■ **DATA IN THIS EXERCISE**
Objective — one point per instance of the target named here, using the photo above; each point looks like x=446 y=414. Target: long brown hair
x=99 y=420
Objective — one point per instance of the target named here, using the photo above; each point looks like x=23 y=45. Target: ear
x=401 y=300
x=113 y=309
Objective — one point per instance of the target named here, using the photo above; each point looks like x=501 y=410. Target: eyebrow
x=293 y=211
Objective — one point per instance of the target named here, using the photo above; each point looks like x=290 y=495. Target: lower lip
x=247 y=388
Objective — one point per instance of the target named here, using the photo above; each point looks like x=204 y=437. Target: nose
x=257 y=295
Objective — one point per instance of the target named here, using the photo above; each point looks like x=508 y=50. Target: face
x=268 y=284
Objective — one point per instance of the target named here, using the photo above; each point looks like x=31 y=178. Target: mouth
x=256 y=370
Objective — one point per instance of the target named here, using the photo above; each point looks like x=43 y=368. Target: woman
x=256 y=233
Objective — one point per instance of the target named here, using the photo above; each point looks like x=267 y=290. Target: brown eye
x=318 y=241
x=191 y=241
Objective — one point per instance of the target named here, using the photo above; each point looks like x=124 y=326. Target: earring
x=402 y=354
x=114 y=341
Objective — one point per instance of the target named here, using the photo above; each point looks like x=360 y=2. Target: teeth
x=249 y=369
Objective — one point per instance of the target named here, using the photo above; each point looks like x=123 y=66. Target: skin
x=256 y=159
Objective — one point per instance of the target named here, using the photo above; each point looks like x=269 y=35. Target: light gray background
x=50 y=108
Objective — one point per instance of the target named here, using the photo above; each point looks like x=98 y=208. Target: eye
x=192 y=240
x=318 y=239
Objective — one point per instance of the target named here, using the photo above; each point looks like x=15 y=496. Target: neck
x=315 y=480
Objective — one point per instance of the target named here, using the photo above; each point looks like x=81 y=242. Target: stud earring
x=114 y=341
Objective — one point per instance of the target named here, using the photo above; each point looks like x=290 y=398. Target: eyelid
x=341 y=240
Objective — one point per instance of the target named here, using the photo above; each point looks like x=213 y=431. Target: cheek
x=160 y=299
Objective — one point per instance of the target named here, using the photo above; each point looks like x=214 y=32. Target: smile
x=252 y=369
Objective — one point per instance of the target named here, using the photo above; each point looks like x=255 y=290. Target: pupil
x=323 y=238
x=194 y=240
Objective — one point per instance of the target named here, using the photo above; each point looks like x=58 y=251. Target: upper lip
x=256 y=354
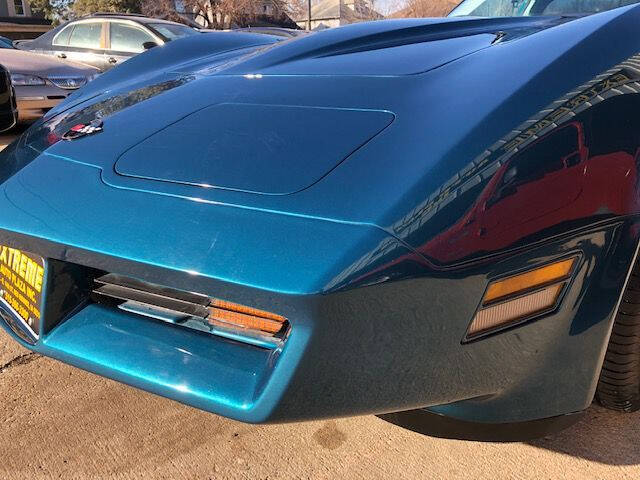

■ **THE PROBLEM**
Since the pictures are not wanted, copy only the text of the records above, exactly.

■ **SOLUTION TO THIS PROBLEM**
Objective — one point per instance of the target named here, using the photo above; each point looks like x=446 y=414. Target: long brown hair
x=99 y=420
Objective — one point per instance of the target named here, using the photo above; each point looks like x=23 y=45. Target: ear
x=401 y=300
x=113 y=309
Objective — one point per instance of the target named here, using the photo above; each point looks like x=501 y=410. Target: eyebrow
x=293 y=211
Objective — one point per instance of the target named here, using the photo above; each point looks like x=290 y=495. Target: lower lip
x=247 y=388
Objective — one point per instance of the target named here, using the photo above; each point looks like x=204 y=437. Target: nose
x=257 y=295
Objective — one point per instance of the target named here, using the photo above; each point looks like x=508 y=50. Target: face
x=268 y=284
Objective — one point per instance of the target named here, using the photo above; each point looks like x=31 y=178. Target: mouth
x=256 y=370
Objective — one point per instance of the target named here, using the photo above; each point looks like x=43 y=368. Target: woman
x=256 y=233
Objective — one point per instance of the target named here, using the photo above; each point looks like x=267 y=290. Target: brown eye
x=318 y=241
x=191 y=241
Objective — one point per instance of the target named here, using the photo above; each point looks like x=124 y=326. Target: earring
x=402 y=354
x=114 y=341
Objective — one point per instance of the target named here, using the photo above; each point looks like x=360 y=2. Target: teeth
x=249 y=369
Objective — one point per instance of the target named here, using the photo above; each point looks like x=123 y=66. Target: skin
x=256 y=159
Objective — one point per instance of the target named here, using the photo above; each point looks like x=269 y=35. Target: light gray background
x=50 y=108
Objective — one point per instance of the target named here, using the photo above; each point looks like x=98 y=208. Target: eye
x=192 y=240
x=318 y=239
Objective — one point per instance of the target named here, using the photo above; each point looks like x=15 y=496. Target: neck
x=315 y=480
Objective — one point per instance of the target named here, using the photo above; each point looks like x=81 y=242. Target: stud earring
x=114 y=341
Objective — one point per instance of the target named here, using the photo above; each point looks like x=290 y=398. Target: eyelid
x=341 y=240
Objective — one point per instance of the target named here, using the photo above; each point looks like x=213 y=431. Target: cheek
x=160 y=299
Objective — one point per instance of the target named here, using the photo above; each point looks like x=214 y=32. Target: smile
x=252 y=369
Objective — one point per instance of the target named here, using the photo above; each point looks like x=255 y=290. Target: pupil
x=323 y=238
x=194 y=240
Objective — one point per instance of the target named here, using the photo above; each point looks like x=58 y=251. Target: upper lip
x=256 y=354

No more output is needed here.